→ Yang Dikerjakan:
A. Jawab pertanyaan berikut berdasarkan teks tentang saling memaafkan menjelang puasa:
(i) Kegiatan apa yang sering terdengar menjelang puasa di bulan Ramadhan?
(ii) Tiga perbuatan apa yang disebut sebagai kesalahan terhadap alam?
(iii) Dari surat dan ayat mana kutipan Al Quran yang pertama diambil?
B. Kutip persis bagian teks tentang saling memaafkan menjelang puasa, mulai dari "Ritualisasi bisa beda" sampai dengan "meritualkan permohonan maaf?", termasuk kata-kata terakhir itu.

Ritualisasi bisa beda Implementasi


Oleh: Haryo K. Buwono


Saya selalu merasakan betapa gemuruh kebahagiaan menjelang puasa. Puasa bagi sebagian orang adalah ajang meningkatkan ibadah agar dapat meningkatkan nilai dihadapan Tuhan. Maka seiring dengan kegiatan tersebut, supaya amal dan pundi-pundi ibadahnya besar, tanpa hal yang bersifat negatif yang dikarenakan punya banyak salah dan dosa, sering terdengar kegiatan “ritual” saling memaafkan menjelang puasa di bulan Suci Ramadhan. Entah kenapa ini harus terjadi? Dan, mengapa masih meritualkan permohonan maaf?


Setiap insan tidak pernah lepas dari alpa dan salah pada insan yang lain ataupun makhluk yang lain. Kalau ditelusuri, permohonan maaf itu baru sebatas antar manusia, padahal kalau buang sampah sembarangan, mengambil air tanah berlebihan dan menggunakan listrik berlebihan, kok tidak minta maaf dengan alam? Padahal alam inipun ciptaanNya untuk melengkapi kebutuhan manusia. Tanpa alam, apakah manusia mampu menciptakan air, pohon, dan yang lainnya? Berarti kita meminta maaf dengan manusia dan alam, "tidak harus" menunggu menjelang bulan suci atau bulan baik lainnya. Manusia harus senantiasa rendah hati, membiasakan diri mohon maaf bila berlaku salah dan senantiasa melestarikan alam.


Dalam Al Quran tertulis: "Jika kamu melahirkan sesuatu kebaikan atau menyembunyikan atau memaafkan sesuatu kesalahan (orang lain), maka sesungguhnya Allah Maha Pema'af lagi Maha Kuasa". (AN NISAA' ayat 149) dan ayat yang lain: "Dan janganlah kamu merugikan manusia pada hak-haknya dan janganlah kamu merajalela di muka bumi dengan membuat kerusakan" (ASY SYU'ARAA' ayat 183). Hal tersebut menunjukkan berbuat kebaikan itu tidak ada formalitasnya dan pada ayat keduapun dinyatakan manusia tidak boleh merugikan hak-hak alam untuk dinikmati kelestarian alam seisinya sesuai kesenangan, karena merusak alam berarti merenggut hak-hak makhluk yang lain.

→ Catatan Terdaftar:
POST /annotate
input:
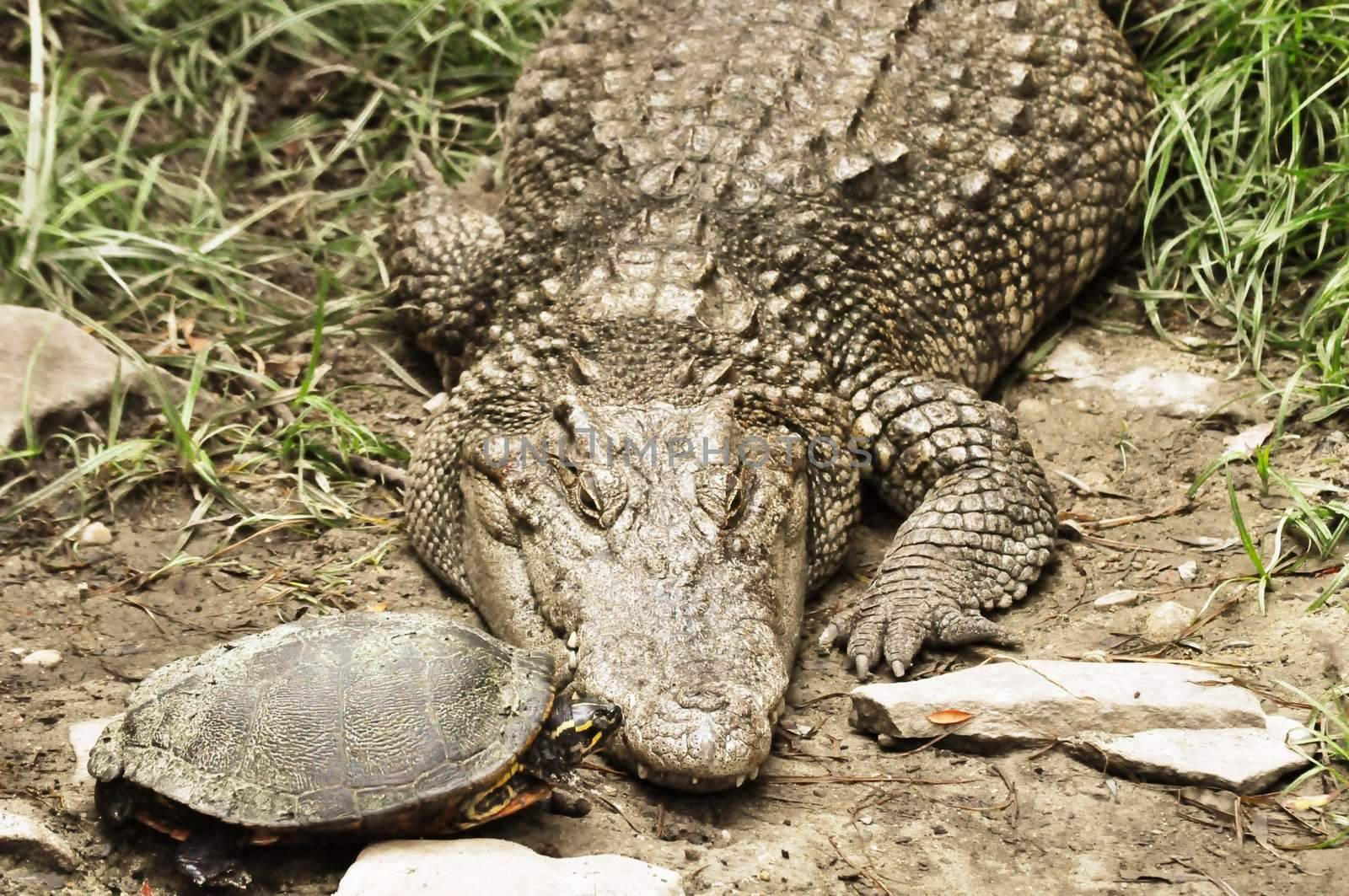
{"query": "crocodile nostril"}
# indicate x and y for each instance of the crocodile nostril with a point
(701, 700)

→ Daftar Jawaban:
A.
(i) Kegiatan "ritual" saling memaafkan.
(ii) Membuang sampah sembarangan, mengambil air tanah berlebihan, dan menggunakan listrik berlebihan.
(iii) AN NISAA' ayat 149.

B.
Ritualisasi bisa beda Implementasi


Oleh: Haryo K. Buwono


Saya selalu merasakan betapa gemuruh kebahagiaan menjelang puasa. Puasa bagi sebagian orang adalah ajang meningkatkan ibadah agar dapat meningkatkan nilai dihadapan Tuhan. Maka seiring dengan kegiatan tersebut, supaya amal dan pundi-pundi ibadahnya besar, tanpa hal yang bersifat negatif yang dikarenakan punya banyak salah dan dosa, sering terdengar kegiatan “ritual” saling memaafkan menjelang puasa di bulan Suci Ramadhan. Entah kenapa ini harus terjadi? Dan, mengapa masih meritualkan permohonan maaf?